Aufgabe 1: Nenne alle Jurymitglieder, die der Text zur Weltempfänger-Bestenliste aufführt.
Aufgabe 2: Greif den Text zur Weltempfänger-Bestenliste nach seinem letzten Satz wieder auf und schreib ihn weiter.

Textausschnitt:

---*---

Der »Weltempfänger« nominiert seit 2008 belletristische Neuübersetzungen aus aller Welt, um damit herausragende literarische Stimmen im deutschsprachigen Raum bekannt zu machen.
Die Bestenliste Nr. 56 als PDF downloaden oder als Plakat bei Litprom anfordern: litprom@buchmesse.de
Die Jury:
Katharina Borchardt, Anita Djafari, Sonja Hartl, Claudia Kramatschek, Ines Lauffer, Ulrich Noller und Ruthard Stäblein
Idee: Ilija Trojanow
Jurysprecherin: Anita Djafari
[Zitat rechts aus: »Zurück in die Heimat« Nacha Vollenweider ARGENTINIEN, Platz 1]
Auch wenn die Tage kürzer werden, der Weltempfänger 56 / Herbst 2022 bringt die Leselampen zum Glühen: Eine Graphic Novel aus Argentinien, zwei Krimis aus der Karibik und Malaysia und vier Romane aus Nigeria, Ruanda, Türkei und dem Kongo sezieren gesellschaftliche Verhältnisse der Gegenwart und Vergangenheit.

---*---

Einige Datensätze:
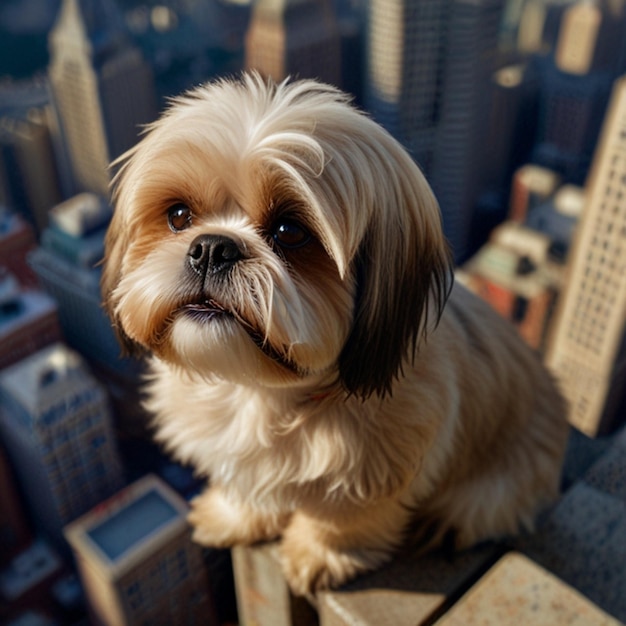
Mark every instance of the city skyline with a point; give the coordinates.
(494, 99)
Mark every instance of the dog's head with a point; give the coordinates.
(272, 234)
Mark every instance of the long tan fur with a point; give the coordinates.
(319, 386)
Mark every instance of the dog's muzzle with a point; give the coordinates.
(213, 254)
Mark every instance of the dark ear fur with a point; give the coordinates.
(404, 276)
(382, 338)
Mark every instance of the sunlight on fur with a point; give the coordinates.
(280, 257)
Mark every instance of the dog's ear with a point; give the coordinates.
(403, 272)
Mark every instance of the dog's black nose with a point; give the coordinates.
(211, 254)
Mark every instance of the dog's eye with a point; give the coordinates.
(179, 217)
(290, 234)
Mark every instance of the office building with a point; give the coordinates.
(586, 349)
(102, 88)
(67, 265)
(29, 173)
(56, 427)
(28, 320)
(137, 562)
(405, 48)
(17, 239)
(298, 38)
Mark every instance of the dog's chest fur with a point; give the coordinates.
(276, 452)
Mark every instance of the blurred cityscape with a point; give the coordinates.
(514, 109)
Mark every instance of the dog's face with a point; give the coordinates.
(274, 235)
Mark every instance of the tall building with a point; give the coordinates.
(405, 50)
(68, 267)
(28, 320)
(586, 350)
(102, 88)
(429, 70)
(56, 427)
(460, 160)
(137, 562)
(29, 163)
(298, 38)
(575, 88)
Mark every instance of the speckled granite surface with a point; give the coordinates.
(518, 591)
(572, 570)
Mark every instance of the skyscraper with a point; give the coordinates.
(102, 88)
(137, 562)
(589, 325)
(459, 163)
(404, 62)
(57, 429)
(298, 38)
(429, 69)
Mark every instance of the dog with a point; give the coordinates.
(280, 258)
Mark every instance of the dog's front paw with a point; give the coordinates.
(220, 522)
(310, 565)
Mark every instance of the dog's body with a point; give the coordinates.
(282, 258)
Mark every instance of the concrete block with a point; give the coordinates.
(518, 591)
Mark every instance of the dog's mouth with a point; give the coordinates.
(209, 310)
(206, 310)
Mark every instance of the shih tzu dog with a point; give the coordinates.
(281, 258)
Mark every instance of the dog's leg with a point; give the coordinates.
(220, 522)
(326, 551)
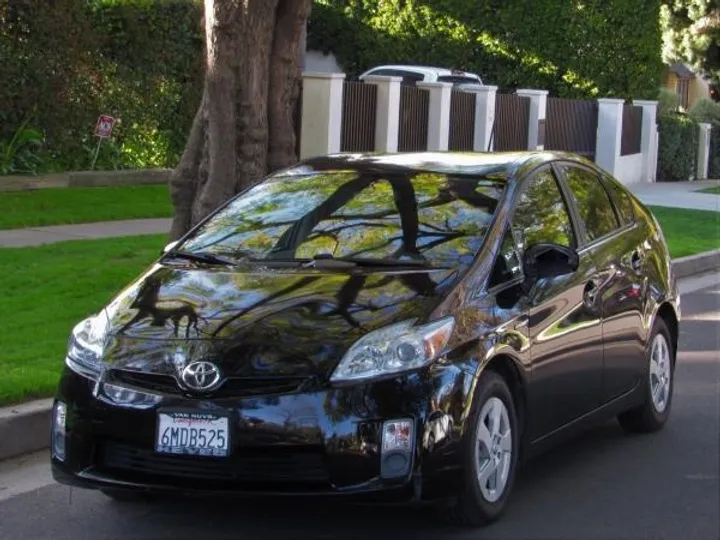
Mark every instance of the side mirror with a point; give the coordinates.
(549, 260)
(169, 247)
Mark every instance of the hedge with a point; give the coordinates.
(67, 61)
(677, 150)
(586, 49)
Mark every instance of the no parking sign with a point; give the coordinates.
(103, 128)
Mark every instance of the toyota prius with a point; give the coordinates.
(401, 327)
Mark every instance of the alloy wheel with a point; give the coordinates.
(660, 373)
(493, 449)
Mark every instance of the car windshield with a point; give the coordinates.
(439, 218)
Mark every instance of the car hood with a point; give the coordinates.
(261, 322)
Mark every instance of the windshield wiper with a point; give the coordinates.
(207, 258)
(326, 260)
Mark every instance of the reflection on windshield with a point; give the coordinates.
(437, 217)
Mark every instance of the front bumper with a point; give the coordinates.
(326, 442)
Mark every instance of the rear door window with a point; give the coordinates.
(592, 201)
(623, 204)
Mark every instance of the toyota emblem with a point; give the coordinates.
(201, 376)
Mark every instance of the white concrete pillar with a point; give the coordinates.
(704, 151)
(647, 138)
(439, 115)
(321, 126)
(484, 115)
(609, 133)
(387, 119)
(536, 121)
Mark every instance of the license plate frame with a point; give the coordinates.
(197, 419)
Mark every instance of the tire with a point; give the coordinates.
(479, 504)
(654, 412)
(126, 496)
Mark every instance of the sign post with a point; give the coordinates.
(103, 130)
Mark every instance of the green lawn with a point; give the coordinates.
(60, 206)
(46, 290)
(688, 232)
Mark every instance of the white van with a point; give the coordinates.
(415, 74)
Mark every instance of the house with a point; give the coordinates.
(688, 85)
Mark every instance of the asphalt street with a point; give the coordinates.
(602, 485)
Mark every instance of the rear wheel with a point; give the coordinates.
(659, 383)
(490, 454)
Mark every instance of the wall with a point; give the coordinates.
(317, 62)
(630, 169)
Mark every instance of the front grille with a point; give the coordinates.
(265, 466)
(232, 387)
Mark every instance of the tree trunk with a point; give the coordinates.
(244, 126)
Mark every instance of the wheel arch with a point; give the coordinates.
(666, 312)
(507, 367)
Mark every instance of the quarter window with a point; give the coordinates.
(541, 215)
(623, 203)
(593, 202)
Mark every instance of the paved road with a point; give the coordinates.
(603, 485)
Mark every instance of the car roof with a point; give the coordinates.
(501, 165)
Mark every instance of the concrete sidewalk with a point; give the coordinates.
(36, 236)
(678, 194)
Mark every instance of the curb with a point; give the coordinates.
(86, 179)
(696, 264)
(25, 428)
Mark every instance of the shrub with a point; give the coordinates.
(678, 145)
(580, 49)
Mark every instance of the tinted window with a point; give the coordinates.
(593, 202)
(623, 204)
(541, 214)
(507, 266)
(440, 217)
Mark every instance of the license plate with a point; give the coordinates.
(192, 433)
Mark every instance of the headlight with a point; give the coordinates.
(393, 349)
(87, 341)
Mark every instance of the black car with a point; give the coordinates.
(400, 327)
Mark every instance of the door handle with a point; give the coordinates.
(590, 294)
(636, 261)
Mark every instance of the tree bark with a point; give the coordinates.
(244, 126)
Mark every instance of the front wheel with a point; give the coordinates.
(653, 413)
(491, 454)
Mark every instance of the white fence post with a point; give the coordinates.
(322, 103)
(609, 133)
(647, 139)
(484, 115)
(536, 121)
(387, 119)
(704, 151)
(439, 114)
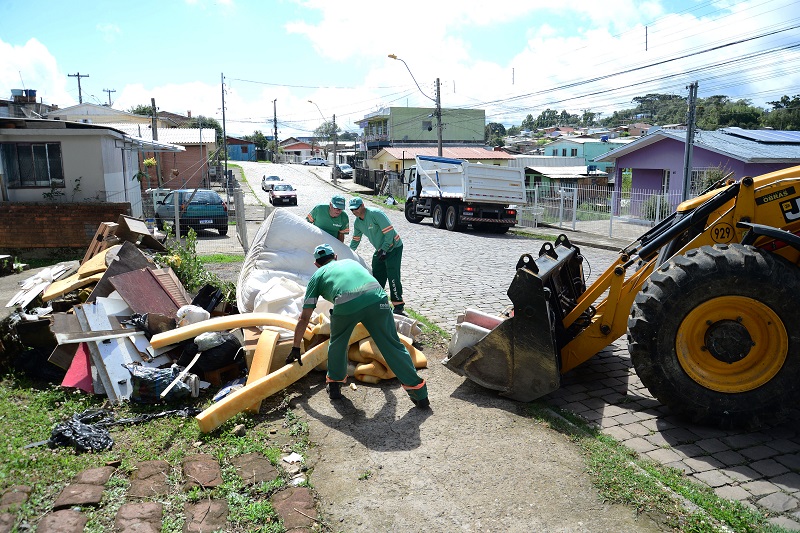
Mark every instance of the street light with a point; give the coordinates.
(335, 164)
(436, 100)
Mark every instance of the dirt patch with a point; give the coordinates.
(473, 462)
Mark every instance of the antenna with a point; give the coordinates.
(109, 91)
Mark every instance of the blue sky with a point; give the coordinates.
(509, 59)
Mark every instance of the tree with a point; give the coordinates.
(142, 109)
(205, 122)
(494, 129)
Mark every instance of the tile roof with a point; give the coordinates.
(457, 152)
(182, 136)
(720, 141)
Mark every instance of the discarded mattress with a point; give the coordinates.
(280, 262)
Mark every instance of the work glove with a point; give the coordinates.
(294, 355)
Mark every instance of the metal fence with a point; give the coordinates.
(598, 209)
(230, 240)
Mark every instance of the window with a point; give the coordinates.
(33, 164)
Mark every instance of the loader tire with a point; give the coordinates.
(409, 211)
(438, 216)
(714, 334)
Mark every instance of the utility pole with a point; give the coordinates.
(275, 126)
(438, 118)
(224, 135)
(109, 91)
(687, 158)
(154, 127)
(79, 76)
(335, 163)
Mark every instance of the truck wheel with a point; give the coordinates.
(451, 219)
(714, 334)
(438, 216)
(410, 215)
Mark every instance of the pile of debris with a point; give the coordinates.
(121, 325)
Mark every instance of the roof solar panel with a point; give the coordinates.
(766, 136)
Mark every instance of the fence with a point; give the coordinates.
(220, 239)
(597, 209)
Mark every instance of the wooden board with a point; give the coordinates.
(127, 259)
(63, 286)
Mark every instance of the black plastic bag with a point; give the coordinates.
(147, 384)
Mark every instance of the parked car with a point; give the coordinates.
(198, 208)
(345, 171)
(283, 193)
(267, 182)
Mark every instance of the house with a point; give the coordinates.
(656, 160)
(100, 114)
(396, 159)
(59, 180)
(241, 149)
(187, 168)
(587, 148)
(415, 126)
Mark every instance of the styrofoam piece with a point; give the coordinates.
(484, 320)
(283, 247)
(466, 335)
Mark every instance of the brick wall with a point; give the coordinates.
(30, 225)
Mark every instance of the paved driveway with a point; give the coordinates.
(446, 272)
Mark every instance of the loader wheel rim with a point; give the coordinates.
(732, 344)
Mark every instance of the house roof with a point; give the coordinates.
(182, 136)
(567, 172)
(458, 152)
(730, 142)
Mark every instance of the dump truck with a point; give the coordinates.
(456, 194)
(707, 298)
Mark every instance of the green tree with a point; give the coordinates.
(494, 129)
(142, 109)
(785, 114)
(205, 122)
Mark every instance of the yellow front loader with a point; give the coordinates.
(709, 298)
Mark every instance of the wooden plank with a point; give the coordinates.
(127, 259)
(143, 293)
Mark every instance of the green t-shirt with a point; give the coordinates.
(321, 217)
(378, 229)
(347, 284)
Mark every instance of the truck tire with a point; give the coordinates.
(714, 334)
(438, 216)
(451, 219)
(410, 215)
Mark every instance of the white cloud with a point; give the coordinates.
(32, 66)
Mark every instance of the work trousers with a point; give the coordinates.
(379, 321)
(389, 269)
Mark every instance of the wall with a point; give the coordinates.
(25, 226)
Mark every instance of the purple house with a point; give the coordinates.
(656, 160)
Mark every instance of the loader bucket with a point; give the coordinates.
(520, 357)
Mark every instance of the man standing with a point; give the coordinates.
(356, 297)
(374, 223)
(331, 217)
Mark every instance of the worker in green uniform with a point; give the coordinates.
(356, 297)
(331, 217)
(374, 223)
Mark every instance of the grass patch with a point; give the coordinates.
(30, 410)
(622, 476)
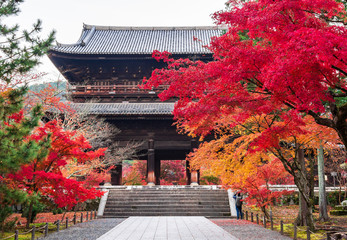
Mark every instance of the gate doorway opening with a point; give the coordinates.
(172, 172)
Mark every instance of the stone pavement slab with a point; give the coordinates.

---*---

Ergebnis 1: Katharina Borchardt, Anita Djafari, Sonja Hartl, Claudia Kramatschek, Ines Lauffer, Ulrich Noller, Ruthard Stäblein

Ergebnis 2:
»Zurück in die Heimat« zog es Graphic-Novel-Künstlerin Nacha Vollenweider nach sechs Jahren in Deutschland — aber Heimat, was ist das eigentlich? Einen Krimi aus der Karibik liefert Jacob Ross mit »Die Knochenleser« (Ü. Karin Diemerling). Der Nobelpreisträger Wole Soyinka schreibt in seinem neuen Roman über »Die glücklichsten Menschen der Welt« (Ü. Inge Uffelmann). Tash Aw bringt uns in »Wir, die Überlebenden« (Ü. Pociao, Roberto de Hollanda) einen mittellosen Mörder in Malaysia näher. Scholastique Mukasonga setzt ihrer Mutter, der »Frau auf bloßen Füßen« (Ü. Gudrun und Otto Honke) ein Denkmal. »Hayat heißt Leben« (Ü. Ute Birgi-Knellessen) und so heißt auch eine lebenskluge Frau, von der Ahmet Altan erzählt. Fiston Mwanza Mujila lässt im Kongo den »Tanz der Teufel« (Ü. Lena Müller, Katharina Meyer) tanzen.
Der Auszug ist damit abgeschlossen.